[What you are asked to do] Could you set down exactly the lines of the data below, starting at the one that holds "In the picture above, where can the storefront" and ending at the one that holds "In the picture above, where can the painted", both included, and only those?

[Provided records]
----

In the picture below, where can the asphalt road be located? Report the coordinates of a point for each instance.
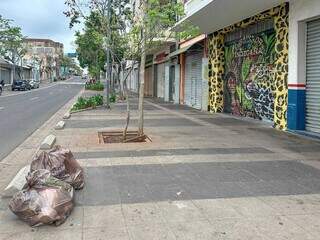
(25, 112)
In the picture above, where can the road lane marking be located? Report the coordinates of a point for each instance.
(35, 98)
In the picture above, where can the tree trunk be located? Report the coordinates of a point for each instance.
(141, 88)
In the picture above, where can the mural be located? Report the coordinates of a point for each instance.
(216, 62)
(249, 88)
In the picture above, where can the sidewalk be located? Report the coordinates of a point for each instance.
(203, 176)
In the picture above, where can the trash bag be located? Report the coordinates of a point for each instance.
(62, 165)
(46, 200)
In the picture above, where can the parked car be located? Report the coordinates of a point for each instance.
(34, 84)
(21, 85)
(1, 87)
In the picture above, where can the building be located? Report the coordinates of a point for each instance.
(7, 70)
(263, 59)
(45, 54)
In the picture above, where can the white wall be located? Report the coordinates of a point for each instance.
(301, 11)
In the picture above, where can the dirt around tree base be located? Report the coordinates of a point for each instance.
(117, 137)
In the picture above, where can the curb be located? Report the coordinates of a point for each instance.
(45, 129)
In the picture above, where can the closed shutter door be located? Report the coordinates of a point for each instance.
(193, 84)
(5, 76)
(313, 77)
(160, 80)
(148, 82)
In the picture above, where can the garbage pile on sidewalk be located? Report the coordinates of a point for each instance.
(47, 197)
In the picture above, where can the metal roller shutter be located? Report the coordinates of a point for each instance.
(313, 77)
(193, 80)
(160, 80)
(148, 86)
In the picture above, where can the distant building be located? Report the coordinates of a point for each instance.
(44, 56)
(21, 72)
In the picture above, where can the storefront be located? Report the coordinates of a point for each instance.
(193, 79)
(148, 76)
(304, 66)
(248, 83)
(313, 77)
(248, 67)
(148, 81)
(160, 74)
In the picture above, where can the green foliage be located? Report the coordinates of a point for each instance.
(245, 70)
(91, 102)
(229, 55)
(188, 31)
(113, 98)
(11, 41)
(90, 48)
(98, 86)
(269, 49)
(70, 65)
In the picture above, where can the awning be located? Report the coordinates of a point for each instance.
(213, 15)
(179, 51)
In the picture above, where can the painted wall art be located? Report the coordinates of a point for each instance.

----

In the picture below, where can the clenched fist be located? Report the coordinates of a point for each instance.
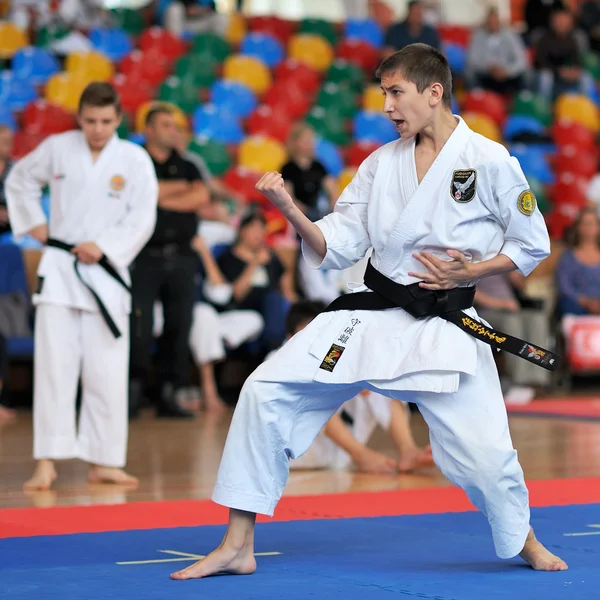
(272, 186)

----

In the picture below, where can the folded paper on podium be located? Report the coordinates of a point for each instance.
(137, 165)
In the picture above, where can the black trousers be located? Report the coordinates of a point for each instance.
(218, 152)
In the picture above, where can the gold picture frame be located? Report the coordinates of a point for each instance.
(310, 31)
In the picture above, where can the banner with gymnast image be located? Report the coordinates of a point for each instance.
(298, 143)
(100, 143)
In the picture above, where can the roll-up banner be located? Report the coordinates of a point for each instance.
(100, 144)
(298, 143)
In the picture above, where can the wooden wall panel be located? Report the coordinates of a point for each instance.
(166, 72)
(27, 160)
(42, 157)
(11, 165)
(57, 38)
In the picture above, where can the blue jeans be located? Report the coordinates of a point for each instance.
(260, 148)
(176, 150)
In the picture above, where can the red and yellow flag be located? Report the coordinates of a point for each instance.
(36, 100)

----

[Exercise answer]
In the picture above, where can the storefront be located? Report the coordinates of a point for each instance.
(193, 79)
(148, 76)
(304, 66)
(248, 83)
(313, 77)
(248, 67)
(148, 81)
(160, 74)
In the picture above, where can the green foliage be located? Report the coordinates of a point for each instance.
(245, 70)
(91, 102)
(229, 55)
(188, 31)
(113, 98)
(11, 41)
(90, 48)
(98, 86)
(269, 49)
(70, 65)
In the picture above, where can the awning be located? Report the coordinates of a point for each instance.
(213, 15)
(179, 51)
In the picture above, where can the painted wall art be located? Report the coordinates of a point for each instance.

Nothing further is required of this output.